------ MATERIAL SHOWN
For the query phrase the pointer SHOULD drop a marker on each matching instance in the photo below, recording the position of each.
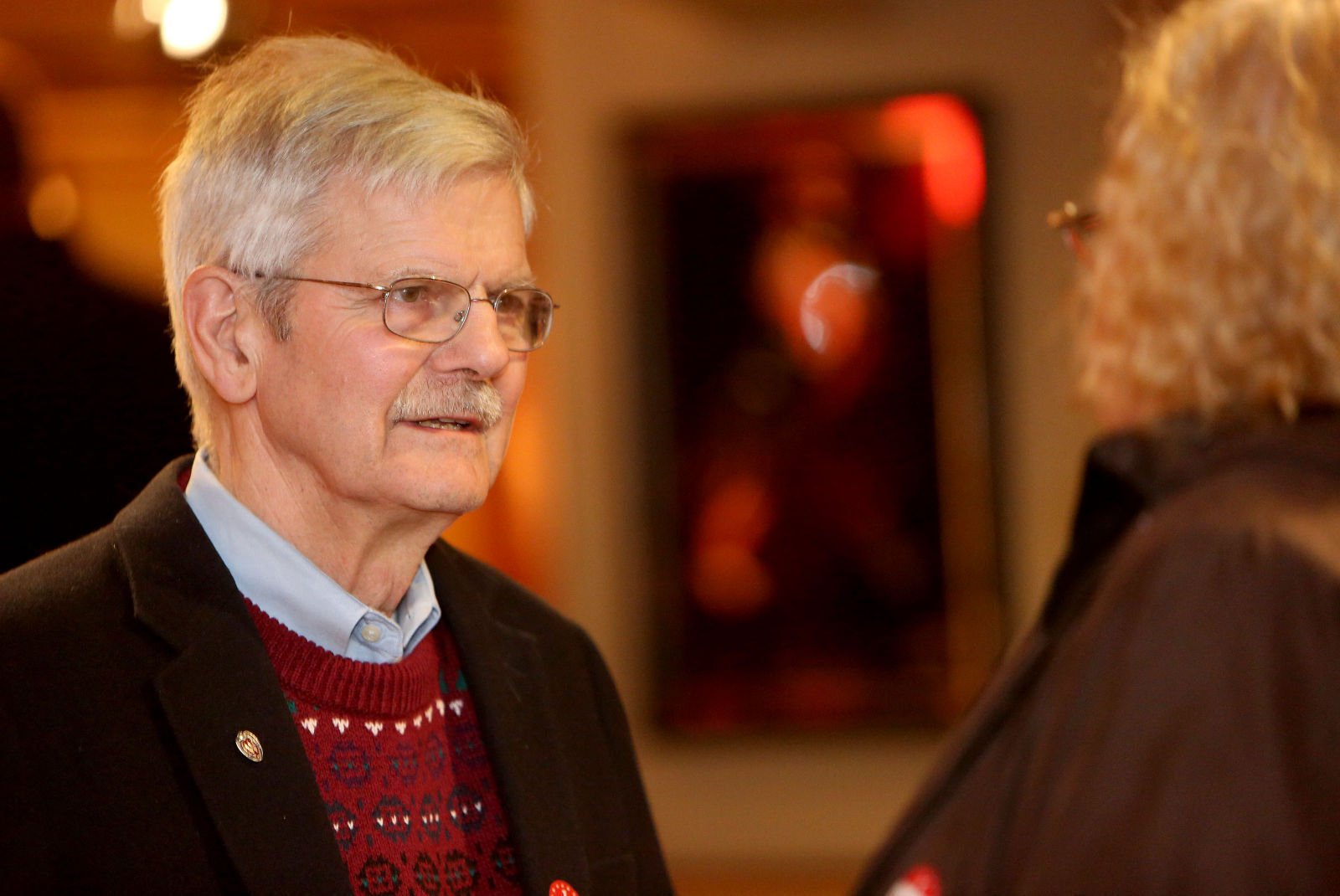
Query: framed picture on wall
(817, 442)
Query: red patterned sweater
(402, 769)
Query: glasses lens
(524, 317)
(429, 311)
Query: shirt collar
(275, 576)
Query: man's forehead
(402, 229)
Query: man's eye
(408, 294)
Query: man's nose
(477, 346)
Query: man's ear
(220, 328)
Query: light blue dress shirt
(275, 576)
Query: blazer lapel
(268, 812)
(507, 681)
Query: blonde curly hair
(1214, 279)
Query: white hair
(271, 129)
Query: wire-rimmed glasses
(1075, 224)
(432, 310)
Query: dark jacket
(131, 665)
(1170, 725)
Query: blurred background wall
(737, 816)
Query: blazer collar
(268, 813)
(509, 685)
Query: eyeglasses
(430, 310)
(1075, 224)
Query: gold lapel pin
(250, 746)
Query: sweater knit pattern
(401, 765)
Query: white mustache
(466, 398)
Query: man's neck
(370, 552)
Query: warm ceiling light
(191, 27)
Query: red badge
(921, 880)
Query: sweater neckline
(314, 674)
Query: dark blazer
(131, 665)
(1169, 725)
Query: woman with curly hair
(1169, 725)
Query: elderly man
------------
------ MATERIAL SHOWN
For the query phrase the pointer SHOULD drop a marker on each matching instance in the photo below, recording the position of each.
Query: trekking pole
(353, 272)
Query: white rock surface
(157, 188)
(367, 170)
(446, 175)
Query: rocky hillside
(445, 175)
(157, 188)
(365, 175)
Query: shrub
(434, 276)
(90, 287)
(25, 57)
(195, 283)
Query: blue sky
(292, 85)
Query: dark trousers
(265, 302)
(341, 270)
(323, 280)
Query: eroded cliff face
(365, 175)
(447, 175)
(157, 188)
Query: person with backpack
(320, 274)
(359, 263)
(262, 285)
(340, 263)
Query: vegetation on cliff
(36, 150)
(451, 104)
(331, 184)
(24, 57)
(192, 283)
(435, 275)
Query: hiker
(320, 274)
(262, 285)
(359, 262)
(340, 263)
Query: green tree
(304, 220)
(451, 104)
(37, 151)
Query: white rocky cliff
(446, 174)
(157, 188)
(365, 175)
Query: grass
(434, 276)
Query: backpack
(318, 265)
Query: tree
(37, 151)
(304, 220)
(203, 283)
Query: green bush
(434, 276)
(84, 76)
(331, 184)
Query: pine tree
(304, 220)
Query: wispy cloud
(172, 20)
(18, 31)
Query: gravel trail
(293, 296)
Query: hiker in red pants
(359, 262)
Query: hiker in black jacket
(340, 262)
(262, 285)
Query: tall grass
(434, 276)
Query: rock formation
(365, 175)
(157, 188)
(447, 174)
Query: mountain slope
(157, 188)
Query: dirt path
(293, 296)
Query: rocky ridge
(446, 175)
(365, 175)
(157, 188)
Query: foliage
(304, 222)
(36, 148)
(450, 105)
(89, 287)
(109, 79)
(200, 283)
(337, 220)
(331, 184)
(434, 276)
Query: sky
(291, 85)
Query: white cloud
------------
**WORK TASK**
Copy the lines of the data above exactly as written, beginning with the line containing "Query: shirt collar" and ending with the line containing "Query: elderly man", and leave out all other lines.

**REPLY**
Query: shirt collar
(275, 576)
Query: man's forehead
(402, 229)
Query: man's eye
(408, 294)
Query: man's nose
(477, 346)
Query: man's ear
(220, 328)
Query: light blue dress shirt
(275, 576)
Query: blazer lapel
(268, 812)
(507, 681)
Query: blonde curly hair
(1214, 279)
Query: white hair
(271, 129)
Query: wire-rimmed glasses
(1075, 224)
(432, 310)
Query: dark jacket
(131, 665)
(1170, 725)
Query: blurred background wall
(737, 816)
Query: blazer collar
(268, 813)
(509, 685)
Query: eyeglasses
(430, 310)
(1075, 224)
Query: gold lapel pin
(250, 746)
Query: sweater knit pattern
(401, 765)
Query: white mustache
(466, 398)
Query: man's neck
(370, 552)
Query: warm ceiling light
(191, 27)
Query: red badge
(921, 880)
Query: sweater neckline
(314, 674)
Query: dark blazer
(131, 665)
(1169, 725)
Query: woman with curly hair
(1169, 725)
Query: elderly man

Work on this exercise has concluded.